-- Exercise requirements --
Please rewrite the items from the line with "Target: cloud" to the line with "140), (218, 146)]" as a two-column CSV with the columns text and answer, one row per item. Put each item's text and its answer in one quoted field apiece, with line breaks turned into spaces.

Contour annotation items
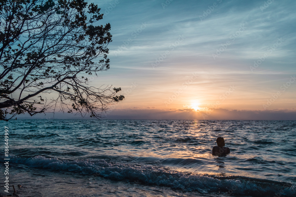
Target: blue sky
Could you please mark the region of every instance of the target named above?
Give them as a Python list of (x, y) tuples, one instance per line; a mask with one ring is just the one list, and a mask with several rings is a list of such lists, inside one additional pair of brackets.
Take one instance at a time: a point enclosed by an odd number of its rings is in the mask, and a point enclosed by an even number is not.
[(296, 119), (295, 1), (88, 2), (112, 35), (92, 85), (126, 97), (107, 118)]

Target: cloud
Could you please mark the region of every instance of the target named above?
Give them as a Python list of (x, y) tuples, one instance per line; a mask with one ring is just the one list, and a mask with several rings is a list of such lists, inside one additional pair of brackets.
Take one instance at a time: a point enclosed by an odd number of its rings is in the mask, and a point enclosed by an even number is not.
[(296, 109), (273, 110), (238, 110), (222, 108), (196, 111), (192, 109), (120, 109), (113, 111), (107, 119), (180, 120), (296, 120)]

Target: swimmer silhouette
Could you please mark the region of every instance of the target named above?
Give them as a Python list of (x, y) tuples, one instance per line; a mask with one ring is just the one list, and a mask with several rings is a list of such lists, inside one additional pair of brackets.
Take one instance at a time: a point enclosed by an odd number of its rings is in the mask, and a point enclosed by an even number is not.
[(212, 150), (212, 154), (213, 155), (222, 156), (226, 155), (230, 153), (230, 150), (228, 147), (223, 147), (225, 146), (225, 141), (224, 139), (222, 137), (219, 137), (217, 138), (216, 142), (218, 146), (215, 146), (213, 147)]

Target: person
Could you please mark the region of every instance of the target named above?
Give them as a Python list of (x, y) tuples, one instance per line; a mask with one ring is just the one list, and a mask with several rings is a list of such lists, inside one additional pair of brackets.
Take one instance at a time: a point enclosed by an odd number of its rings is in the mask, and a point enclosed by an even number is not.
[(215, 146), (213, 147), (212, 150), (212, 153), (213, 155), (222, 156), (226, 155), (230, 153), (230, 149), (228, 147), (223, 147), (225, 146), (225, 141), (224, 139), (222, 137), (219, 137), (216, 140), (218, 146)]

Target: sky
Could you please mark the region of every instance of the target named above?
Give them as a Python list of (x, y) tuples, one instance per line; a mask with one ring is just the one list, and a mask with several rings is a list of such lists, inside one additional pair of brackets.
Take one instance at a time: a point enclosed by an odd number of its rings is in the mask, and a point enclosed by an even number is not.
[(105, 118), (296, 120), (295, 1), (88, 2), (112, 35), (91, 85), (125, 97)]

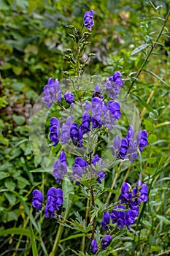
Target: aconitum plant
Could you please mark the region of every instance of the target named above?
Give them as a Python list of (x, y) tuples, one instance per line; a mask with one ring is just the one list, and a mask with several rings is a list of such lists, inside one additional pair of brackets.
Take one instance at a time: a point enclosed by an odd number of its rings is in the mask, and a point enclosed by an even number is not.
---
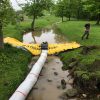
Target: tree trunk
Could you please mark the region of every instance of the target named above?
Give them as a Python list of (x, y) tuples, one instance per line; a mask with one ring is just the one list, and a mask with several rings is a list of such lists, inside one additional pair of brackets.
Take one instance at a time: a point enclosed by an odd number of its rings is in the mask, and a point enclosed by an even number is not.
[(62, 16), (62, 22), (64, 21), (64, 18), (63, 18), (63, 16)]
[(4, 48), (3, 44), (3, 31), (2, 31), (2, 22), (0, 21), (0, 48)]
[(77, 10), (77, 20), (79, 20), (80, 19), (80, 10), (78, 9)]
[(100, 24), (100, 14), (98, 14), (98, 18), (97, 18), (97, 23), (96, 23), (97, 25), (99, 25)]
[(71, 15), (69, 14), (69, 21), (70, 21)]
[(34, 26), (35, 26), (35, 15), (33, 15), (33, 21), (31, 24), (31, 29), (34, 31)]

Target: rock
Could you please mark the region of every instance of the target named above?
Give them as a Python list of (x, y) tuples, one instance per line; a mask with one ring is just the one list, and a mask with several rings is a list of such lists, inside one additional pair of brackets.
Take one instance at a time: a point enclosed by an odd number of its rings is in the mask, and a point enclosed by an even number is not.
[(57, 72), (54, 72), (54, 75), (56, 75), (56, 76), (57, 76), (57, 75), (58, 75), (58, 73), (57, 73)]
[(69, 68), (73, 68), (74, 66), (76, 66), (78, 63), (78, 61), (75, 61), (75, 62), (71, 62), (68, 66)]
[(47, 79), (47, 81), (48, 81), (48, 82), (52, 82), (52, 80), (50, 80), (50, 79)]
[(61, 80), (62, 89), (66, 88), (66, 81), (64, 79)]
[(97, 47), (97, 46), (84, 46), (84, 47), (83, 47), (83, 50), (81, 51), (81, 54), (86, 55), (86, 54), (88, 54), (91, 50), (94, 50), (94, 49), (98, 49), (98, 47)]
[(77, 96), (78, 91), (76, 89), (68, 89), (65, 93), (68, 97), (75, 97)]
* * *
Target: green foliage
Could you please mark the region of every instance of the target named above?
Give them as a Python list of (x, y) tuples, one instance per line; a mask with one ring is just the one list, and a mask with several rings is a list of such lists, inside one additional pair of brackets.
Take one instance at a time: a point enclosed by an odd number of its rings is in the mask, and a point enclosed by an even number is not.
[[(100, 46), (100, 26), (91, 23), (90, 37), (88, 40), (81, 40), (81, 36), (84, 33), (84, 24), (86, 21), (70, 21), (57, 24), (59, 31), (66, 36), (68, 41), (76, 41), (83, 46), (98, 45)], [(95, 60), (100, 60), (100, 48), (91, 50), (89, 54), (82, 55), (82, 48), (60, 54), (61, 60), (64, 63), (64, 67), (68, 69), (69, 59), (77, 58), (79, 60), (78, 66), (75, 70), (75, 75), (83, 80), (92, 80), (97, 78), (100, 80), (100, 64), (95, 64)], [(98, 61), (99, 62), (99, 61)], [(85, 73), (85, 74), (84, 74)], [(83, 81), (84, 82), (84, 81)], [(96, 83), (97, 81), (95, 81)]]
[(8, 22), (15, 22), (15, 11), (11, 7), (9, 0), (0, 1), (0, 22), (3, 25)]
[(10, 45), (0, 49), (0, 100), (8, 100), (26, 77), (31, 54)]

-- Expected answer --
text,answer
"Target: cloud Could you please mark the region of every instance of the target named above? Give them as a Python list of (x, y) tuples, one instance per line; a mask with one ring is just the one list, and a mask with several rings is a list of such lists, inside one additional pair of brackets. Take one instance at a time: a point enclosed by an odd number of its rings is in the mask, and a point enclosed by an even number is not.","[(296, 109), (273, 110), (238, 110), (222, 108), (196, 111), (192, 109), (120, 109), (113, 111), (107, 119), (180, 120), (296, 120)]"
"Target: swimmer silhouette Could you please mark the region of every instance of the target named above? Give them as a Python list of (x, y) tuples, one instance per line; a mask with one ring is just the one list, and a mask with several rings is a list of such lists, inside one additional pair of brackets. Take one instance at a time: a point enclosed by an odd number of its rings is in the mask, and a point enclosed by an even number is not.","[(212, 150), (212, 154), (213, 155), (222, 156), (226, 155), (230, 153), (230, 150), (228, 147), (223, 147), (225, 146), (225, 141), (224, 139), (222, 137), (219, 137), (217, 138), (216, 142), (218, 146), (215, 146), (213, 147)]"
"Target: person Could you please mark the region of every instance of the target named above? Give them as a Python list of (x, y) tuples, one instance per line; a mask with one ring is just the one list, and a mask with several rings is a list of such lists, inside one additional pair of brackets. Take one instance at a time: a point enclosed by an odd number of its rings is in the mask, and a point enclosed by an even number is not.","[(215, 146), (213, 147), (212, 150), (212, 153), (213, 155), (222, 156), (226, 155), (230, 153), (230, 149), (228, 147), (223, 147), (225, 146), (225, 141), (224, 139), (222, 137), (219, 137), (216, 140), (218, 146)]"